[Rows of box annotation data]
____________

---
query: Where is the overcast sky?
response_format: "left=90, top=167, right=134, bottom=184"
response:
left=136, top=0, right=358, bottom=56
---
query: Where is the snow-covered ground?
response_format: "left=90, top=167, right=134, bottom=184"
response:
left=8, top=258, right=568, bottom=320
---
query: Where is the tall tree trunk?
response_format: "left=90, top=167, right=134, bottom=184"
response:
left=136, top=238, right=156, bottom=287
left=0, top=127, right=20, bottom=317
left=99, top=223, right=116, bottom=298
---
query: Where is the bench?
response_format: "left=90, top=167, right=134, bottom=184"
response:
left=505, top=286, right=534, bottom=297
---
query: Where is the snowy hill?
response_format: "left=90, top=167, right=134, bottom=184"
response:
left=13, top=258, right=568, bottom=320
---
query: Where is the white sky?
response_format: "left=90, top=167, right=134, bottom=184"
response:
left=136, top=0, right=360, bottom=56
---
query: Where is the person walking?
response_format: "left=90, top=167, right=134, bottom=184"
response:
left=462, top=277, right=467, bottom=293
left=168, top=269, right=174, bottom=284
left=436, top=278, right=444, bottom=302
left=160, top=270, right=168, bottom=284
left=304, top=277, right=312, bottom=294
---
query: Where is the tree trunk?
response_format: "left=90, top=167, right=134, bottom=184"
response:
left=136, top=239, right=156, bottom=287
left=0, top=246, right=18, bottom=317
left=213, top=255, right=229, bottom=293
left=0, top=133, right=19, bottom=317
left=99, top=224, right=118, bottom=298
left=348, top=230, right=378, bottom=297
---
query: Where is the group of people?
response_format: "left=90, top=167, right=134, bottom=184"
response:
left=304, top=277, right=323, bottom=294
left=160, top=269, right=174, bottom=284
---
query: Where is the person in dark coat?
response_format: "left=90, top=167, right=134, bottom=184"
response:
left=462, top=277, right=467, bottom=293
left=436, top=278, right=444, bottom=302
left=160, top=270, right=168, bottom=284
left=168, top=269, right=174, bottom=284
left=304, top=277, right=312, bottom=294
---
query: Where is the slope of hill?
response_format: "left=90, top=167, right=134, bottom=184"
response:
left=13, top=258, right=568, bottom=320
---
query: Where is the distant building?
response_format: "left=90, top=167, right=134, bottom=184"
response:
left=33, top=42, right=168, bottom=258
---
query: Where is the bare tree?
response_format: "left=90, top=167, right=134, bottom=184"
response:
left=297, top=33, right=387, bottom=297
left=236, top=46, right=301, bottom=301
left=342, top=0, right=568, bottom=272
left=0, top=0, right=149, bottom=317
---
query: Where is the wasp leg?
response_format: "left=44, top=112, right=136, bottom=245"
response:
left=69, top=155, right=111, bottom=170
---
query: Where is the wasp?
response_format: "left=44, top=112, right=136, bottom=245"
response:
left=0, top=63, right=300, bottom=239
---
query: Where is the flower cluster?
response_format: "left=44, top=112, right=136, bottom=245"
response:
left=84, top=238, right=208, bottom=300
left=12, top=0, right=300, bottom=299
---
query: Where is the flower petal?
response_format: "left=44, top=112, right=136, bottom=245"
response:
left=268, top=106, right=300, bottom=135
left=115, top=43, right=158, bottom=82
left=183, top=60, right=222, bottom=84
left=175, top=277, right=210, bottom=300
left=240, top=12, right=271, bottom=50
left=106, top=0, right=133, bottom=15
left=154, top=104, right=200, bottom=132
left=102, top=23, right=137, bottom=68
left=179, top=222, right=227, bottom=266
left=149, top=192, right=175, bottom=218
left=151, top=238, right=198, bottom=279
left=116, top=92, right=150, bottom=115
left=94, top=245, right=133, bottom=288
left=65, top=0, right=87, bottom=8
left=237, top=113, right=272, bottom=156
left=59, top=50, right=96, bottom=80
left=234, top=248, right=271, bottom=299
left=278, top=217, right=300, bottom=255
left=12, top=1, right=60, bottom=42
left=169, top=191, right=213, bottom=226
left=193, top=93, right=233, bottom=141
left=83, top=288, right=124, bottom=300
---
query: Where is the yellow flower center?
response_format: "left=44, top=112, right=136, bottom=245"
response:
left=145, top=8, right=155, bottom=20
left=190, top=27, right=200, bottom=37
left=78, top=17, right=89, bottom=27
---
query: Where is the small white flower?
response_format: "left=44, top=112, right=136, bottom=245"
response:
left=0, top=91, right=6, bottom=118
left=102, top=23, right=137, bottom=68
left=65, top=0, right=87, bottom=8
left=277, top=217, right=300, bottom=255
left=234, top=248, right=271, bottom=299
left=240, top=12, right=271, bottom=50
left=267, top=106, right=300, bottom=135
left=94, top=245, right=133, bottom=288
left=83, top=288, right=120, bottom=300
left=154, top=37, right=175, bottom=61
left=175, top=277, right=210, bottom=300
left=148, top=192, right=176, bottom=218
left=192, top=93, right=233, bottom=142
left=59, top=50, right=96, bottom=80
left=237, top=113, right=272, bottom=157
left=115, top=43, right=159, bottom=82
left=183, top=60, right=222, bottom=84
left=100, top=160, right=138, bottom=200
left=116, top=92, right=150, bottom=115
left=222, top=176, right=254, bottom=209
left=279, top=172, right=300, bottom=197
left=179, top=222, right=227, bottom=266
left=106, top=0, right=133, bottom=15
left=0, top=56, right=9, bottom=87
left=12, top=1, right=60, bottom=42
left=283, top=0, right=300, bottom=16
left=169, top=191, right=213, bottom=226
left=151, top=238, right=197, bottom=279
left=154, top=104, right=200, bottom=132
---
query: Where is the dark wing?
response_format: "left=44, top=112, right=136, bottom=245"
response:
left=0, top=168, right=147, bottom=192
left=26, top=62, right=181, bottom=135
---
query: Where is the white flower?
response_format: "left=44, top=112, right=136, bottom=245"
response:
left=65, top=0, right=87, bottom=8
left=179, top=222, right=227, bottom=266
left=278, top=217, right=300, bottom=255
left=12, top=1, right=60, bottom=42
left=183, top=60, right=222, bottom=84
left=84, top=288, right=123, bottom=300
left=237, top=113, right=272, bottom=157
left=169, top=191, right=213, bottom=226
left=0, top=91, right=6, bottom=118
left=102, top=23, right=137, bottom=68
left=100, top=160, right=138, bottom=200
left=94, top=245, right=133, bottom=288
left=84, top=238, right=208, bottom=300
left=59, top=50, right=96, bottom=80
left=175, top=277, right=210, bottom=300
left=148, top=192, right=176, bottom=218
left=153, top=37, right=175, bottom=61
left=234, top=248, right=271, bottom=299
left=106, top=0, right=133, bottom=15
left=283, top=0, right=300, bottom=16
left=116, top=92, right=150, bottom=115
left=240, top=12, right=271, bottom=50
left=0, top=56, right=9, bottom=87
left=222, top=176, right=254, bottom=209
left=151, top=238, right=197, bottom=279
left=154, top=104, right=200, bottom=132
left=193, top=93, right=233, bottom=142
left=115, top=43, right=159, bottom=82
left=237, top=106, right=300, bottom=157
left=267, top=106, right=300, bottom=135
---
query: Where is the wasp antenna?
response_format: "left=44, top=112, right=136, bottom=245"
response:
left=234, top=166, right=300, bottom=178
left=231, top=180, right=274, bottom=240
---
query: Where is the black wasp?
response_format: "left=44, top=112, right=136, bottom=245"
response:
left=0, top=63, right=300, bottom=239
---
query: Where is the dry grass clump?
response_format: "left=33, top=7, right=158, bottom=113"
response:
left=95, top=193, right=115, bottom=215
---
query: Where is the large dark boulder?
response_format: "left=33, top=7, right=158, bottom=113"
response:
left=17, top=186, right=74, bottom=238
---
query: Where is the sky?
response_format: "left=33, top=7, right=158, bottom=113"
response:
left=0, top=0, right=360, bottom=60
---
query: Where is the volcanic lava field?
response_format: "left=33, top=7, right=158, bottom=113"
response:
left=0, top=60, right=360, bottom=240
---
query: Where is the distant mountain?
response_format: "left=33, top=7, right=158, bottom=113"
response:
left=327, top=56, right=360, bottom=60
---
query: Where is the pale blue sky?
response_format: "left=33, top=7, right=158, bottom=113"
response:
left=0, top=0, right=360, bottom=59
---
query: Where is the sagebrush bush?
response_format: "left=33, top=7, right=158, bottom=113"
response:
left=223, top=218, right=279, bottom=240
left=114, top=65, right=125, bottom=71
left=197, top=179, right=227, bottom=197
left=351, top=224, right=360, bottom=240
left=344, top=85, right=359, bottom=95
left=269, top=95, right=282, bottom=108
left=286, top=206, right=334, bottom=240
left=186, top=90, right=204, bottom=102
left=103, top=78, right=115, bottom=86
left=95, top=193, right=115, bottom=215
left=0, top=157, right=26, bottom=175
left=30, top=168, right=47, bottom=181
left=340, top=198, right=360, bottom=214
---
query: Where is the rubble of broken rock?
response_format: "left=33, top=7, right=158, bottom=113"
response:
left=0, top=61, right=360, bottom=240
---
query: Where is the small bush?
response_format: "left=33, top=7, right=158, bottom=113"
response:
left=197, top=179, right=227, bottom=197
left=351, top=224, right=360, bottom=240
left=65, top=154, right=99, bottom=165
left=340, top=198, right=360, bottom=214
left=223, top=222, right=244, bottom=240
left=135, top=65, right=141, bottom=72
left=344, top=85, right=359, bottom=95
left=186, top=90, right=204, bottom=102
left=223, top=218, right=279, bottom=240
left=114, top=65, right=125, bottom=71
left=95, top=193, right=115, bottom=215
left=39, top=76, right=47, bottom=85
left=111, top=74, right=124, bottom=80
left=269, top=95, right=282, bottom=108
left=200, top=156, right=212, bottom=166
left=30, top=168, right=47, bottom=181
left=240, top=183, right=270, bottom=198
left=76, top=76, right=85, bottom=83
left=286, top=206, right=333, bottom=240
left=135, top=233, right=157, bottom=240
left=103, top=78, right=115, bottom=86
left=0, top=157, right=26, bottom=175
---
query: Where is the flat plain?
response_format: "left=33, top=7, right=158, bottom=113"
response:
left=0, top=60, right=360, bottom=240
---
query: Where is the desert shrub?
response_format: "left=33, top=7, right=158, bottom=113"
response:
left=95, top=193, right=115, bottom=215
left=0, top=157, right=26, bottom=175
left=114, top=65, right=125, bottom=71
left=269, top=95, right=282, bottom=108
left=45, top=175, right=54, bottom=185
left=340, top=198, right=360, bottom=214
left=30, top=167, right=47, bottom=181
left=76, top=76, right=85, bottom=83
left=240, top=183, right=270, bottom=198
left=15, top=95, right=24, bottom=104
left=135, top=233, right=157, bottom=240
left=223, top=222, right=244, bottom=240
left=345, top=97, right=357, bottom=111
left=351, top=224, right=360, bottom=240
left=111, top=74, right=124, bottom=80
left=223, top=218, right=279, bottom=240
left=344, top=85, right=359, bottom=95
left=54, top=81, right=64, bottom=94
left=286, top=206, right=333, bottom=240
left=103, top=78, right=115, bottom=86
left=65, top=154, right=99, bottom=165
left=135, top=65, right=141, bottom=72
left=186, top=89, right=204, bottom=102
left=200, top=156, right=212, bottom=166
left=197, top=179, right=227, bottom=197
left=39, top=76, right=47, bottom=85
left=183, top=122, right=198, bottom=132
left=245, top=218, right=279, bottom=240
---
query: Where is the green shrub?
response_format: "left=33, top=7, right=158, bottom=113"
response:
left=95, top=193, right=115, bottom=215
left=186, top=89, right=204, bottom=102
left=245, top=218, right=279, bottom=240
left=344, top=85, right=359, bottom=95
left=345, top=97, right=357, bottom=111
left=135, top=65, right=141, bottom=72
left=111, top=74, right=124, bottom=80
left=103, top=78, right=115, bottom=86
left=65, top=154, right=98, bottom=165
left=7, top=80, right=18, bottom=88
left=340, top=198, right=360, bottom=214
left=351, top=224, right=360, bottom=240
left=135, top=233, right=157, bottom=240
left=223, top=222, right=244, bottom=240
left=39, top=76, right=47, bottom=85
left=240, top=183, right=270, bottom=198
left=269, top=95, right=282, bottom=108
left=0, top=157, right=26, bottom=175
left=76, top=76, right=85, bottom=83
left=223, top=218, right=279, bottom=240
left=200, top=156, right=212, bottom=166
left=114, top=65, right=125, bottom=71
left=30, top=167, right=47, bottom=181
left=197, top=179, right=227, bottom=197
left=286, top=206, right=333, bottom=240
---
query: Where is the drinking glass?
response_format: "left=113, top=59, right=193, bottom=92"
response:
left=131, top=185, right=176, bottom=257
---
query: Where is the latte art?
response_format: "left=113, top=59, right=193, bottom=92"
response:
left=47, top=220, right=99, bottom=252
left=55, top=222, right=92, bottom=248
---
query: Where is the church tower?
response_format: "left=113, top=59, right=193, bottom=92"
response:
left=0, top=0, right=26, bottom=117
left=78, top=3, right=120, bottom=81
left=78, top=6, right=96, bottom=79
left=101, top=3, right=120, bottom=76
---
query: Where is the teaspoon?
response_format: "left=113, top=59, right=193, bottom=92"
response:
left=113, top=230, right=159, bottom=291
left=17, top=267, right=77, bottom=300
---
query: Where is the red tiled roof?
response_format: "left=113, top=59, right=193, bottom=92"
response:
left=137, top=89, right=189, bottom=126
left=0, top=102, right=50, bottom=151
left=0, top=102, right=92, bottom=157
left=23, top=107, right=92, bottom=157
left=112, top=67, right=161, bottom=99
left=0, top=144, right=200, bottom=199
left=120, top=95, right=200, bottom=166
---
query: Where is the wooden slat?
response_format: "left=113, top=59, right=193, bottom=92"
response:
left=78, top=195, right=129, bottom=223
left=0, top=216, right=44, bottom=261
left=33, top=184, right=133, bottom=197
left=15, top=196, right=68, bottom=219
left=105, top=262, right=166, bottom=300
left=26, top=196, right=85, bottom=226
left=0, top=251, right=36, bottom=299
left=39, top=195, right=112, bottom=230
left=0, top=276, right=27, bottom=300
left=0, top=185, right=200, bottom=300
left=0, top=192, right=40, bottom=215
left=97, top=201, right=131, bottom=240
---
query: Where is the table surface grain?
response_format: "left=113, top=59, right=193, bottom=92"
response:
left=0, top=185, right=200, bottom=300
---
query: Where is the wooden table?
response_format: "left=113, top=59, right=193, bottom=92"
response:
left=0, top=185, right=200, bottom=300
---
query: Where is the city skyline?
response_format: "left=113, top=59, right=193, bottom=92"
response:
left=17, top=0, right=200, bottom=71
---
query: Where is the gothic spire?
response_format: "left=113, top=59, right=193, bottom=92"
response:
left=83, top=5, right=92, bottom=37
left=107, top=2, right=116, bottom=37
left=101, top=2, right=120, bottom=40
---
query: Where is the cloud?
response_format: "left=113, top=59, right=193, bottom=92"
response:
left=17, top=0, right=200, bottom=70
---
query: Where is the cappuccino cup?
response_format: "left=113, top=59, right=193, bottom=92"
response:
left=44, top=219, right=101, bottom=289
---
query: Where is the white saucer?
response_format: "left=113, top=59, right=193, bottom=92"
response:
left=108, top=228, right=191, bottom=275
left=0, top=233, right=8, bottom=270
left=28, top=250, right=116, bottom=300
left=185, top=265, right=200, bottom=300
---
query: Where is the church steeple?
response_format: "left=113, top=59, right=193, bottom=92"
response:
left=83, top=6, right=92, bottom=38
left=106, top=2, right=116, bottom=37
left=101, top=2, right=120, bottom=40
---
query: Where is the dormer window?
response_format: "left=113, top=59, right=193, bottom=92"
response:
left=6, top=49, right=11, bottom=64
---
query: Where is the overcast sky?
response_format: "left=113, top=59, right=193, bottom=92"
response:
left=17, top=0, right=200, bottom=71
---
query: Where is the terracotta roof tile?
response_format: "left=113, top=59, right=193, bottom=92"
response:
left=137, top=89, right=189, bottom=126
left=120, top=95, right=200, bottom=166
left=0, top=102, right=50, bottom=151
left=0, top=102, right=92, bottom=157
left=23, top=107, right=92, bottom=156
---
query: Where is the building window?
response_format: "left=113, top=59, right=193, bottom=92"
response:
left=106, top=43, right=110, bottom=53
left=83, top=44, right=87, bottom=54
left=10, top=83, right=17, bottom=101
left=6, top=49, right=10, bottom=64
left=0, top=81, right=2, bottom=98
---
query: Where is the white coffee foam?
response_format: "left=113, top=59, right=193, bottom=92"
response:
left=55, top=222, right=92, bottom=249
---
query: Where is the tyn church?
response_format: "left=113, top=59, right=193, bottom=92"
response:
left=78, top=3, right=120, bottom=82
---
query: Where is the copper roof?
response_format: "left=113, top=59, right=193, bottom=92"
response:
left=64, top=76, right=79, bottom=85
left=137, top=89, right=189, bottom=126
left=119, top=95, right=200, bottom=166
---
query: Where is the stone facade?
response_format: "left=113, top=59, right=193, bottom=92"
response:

____________

== Aim of the task ==
Rewrite every line from the start of the entries through the line containing "left=136, top=0, right=358, bottom=56", inclusive, adjusting each box coordinate in the answers by adding -63. Leave all other numbers unchanged.

== In response ==
---
query: Where is the overcast sky?
response_format: "left=90, top=167, right=134, bottom=184"
response:
left=73, top=-63, right=295, bottom=-7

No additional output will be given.